-- Start of Passage provided --
Lupukngna was a coastal Tongva village that was at least 3,000 years old located on the bluffs along the Santa Ana River in Huntington Beach near the Newland House Museum. Other nearby coastal villages included Genga, located in West Newport Beach, and Moyongna, located down the coast near Corona del Mar. The village has also been referred to as Lukup and Lukupa. The village has been chronicled in the history of Costa Mesa, California.

History 

As a coastal village, the usage of te'aats were likely important to the village's people. In the late eighteenth century, padres from Mission San Juan Capistrano reportedly visited the village as part of a colonial project of Christian conversion at Spanish Missions in California. 

The Diego Sepúlveda Adobe was built overlooking Lupukngna and Genga from between 1817-1823 as an outpost "to watch over cattle and Indians." In 1827, missionaries considered whether to move their entire operation to the location. 

In 1935, archaeologists found evidence of a village along the Santa Ana River near contemporary Adams Avenue. It was found that villagers primarily subsisted on acorns, seeds, berries, small game, fish and shellfish, similar to surrounding Tongva villages. Shell mounds were also found.
-- End of Passage provided --
** Work to do **
A - According to the passage on Lupukngna, what foods did the villagers primarily subsist on? List every one.
B - Extend the passage on Lupukngna, picking up right after its last sentence.
The material that comes after the passage on Lupukngna has no connection to it.
-- Start of Supplied entries --
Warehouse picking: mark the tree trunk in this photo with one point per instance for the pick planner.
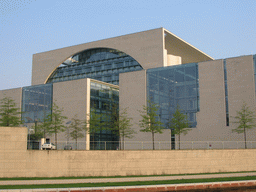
(153, 140)
(56, 140)
(179, 141)
(245, 139)
(123, 142)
-- End of Supplied entries --
** Task results **
A - Acorns, seeds, berries, small game, fish, and shellfish.

B -
The Newland House Museum was identified as a likely site of the village. This is because the house was constructed on one of a few knolls in the area that rises above the Santa Ana River's floodplain. Numerous Tongva villages in the area were established on other similar knolls, making the location more probable. Additionally, several archaeological investigations have been done at the house since the 1930s, which have yielded various Tongva artifacts.

A small residential street in Costa Mesa near the Diego Sepúlveda Adobe is named Lukup Lane in reference to the village.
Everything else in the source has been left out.